# WHAT THE TASK REQUIRES:
Copy the J2EE packaging passage from "WebLogic Server J2EE" up to and including "an application server.", substituting "vendor-neutral" for "portable".

# SOURCE PASSAGE:
WebLogic Server J2EE applications are packaged according to J2EE specifications. J2EE defines component behaviors and packaging in a generic, portable way, postponing run-time configuration until the component is actually deployed on an application server.
J2EE includes deployment specifications for Web applications, EJB modules, enterprise applications, client applications, and resource adapters. J2EE does not specify how an application is deployed on the target server—only how a standard component or application is packaged.
For each component type, the specifications define the files required and their location in the directory structure. Components and applications may include Java classes for EJBs and servlets, resource adapters, Web pages and supporting files, XML-formatted deployment descriptors, and JAR files containing other components.
An application that is ready to deploy on WebLogic Server may require WebLogic-specific deployment descriptors and, possibly, container classes generated with the WebLogic EJB, RMI, or JSP compilers.
JAR Files
A file created with the Java jar tool bundles the files in a directory into a single Java ARchive (JAR) file, maintaining the directory structure. The Java classloader can search for Java class files (and other file types) in a JAR file the same way that it searches a directory in its classpath. Because the classloader can search a directory or a JAR file, you can deploy J2EE components on WebLogic Server in either an "exploded" directory or a JAR file.
JAR files are convenient for packaging components and applications for distribution. They are easier to copy, they use up fewer file handles than an exploded directory, and they can save disk space with file compression. If your Administration Server manages a domain with multiple WebLogic Servers, you can only deploy JAR or EAR files, because the Administration Console does not copy expanded directories to Managed Servers.
The jar utility is in the bin directory of your Java Development Kit. If you have javac in your path, you also have jar in your path. The jar command syntax and behavior is similar to the UNIX tar command.
- jar cf jar-file files ...
- Creates a JAR file named jar-file containing listed files. If you include a directory in the list of files, all files in that directory and its subdirectories are added to the JAR file.
- jar xf jar-file
- jar tf jar-file
The first flag specifies the operation: create, extract, or list (tell). The f flag must be followed by a JAR file name. Without the f flag, jar reads or writes JAR file contents on stdin orstdout which is usually not what you want. See the documentation for the JDK utilities for more about jar command options
- Create a temporary staging directory anywhere on your hard drive.
- Compile or copy the resource adapter Java classes into the staging directory.
- Create a JAR to store the resource adapter Java classes. Add this JAR to the top level of the staging directory.
- Create a META-INF subdirectory in the staging directory.

# DATASET:
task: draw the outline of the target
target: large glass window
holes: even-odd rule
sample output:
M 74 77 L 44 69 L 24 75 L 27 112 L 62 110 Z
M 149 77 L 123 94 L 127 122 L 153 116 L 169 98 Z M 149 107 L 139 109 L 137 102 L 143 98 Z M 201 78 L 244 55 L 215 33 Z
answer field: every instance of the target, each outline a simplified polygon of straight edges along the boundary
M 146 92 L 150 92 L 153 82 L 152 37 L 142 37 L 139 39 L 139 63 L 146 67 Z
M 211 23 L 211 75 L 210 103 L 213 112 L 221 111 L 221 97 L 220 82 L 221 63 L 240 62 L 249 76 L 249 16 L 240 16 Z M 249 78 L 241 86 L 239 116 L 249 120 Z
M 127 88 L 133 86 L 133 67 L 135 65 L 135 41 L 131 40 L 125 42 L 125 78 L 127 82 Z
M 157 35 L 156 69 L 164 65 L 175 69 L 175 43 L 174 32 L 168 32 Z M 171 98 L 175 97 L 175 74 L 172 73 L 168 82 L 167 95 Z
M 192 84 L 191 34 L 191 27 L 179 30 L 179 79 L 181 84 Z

# SOLUTION TO THE PROBLEM:
WebLogic Server J2EE applications are packaged according to J2EE specifications. J2EE defines component behaviors and packaging in a generic, vendor-neutral way, postponing run-time configuration until the component is actually deployed on an application server.